LISTED RECORDS:
=-=-=
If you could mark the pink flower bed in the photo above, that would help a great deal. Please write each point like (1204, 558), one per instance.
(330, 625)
=-=-=
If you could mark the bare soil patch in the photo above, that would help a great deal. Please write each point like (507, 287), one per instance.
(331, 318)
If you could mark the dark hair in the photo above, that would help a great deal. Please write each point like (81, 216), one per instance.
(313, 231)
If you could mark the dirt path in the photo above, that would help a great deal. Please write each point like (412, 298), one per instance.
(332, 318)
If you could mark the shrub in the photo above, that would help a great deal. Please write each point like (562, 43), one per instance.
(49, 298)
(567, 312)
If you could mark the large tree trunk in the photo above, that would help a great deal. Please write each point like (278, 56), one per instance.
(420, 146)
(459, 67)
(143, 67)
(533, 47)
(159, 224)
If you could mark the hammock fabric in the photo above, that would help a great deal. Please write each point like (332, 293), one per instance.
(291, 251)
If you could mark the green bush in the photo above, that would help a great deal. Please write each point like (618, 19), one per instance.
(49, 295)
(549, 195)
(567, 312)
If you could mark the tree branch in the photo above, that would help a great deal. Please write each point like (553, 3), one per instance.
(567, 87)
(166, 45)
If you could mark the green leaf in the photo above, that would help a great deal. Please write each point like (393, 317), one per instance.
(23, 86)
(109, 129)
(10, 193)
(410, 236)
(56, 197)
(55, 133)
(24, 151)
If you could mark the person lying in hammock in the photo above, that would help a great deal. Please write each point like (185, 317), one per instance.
=-=-=
OBJECTIVE: Rewrite the entries starting with the line containing "If you could mark the green bush" and going on through the line containing "If you could mark the person", with "one per instance" changed to "one per occurrence" and nothing else altered. Give only those lines.

WRITTEN SOLUTION:
If you could mark the green bush in the photo above, that would help a great deal. Please write each point like (618, 19), one per occurrence.
(49, 295)
(549, 195)
(567, 312)
If you could mark the tree branch in the photo above, that would help a great deal. Please write each point like (553, 3), one per occurrence.
(567, 87)
(166, 45)
If you could mark the green leaf in the photo above, that would help a great deal. Please write each point like (393, 317), one per occurrence.
(23, 86)
(109, 129)
(10, 193)
(410, 236)
(56, 197)
(55, 133)
(24, 151)
If you could mark the person lying in hammock in the photo above, that would help a great deal. Please write each point like (185, 317), one per occurrence.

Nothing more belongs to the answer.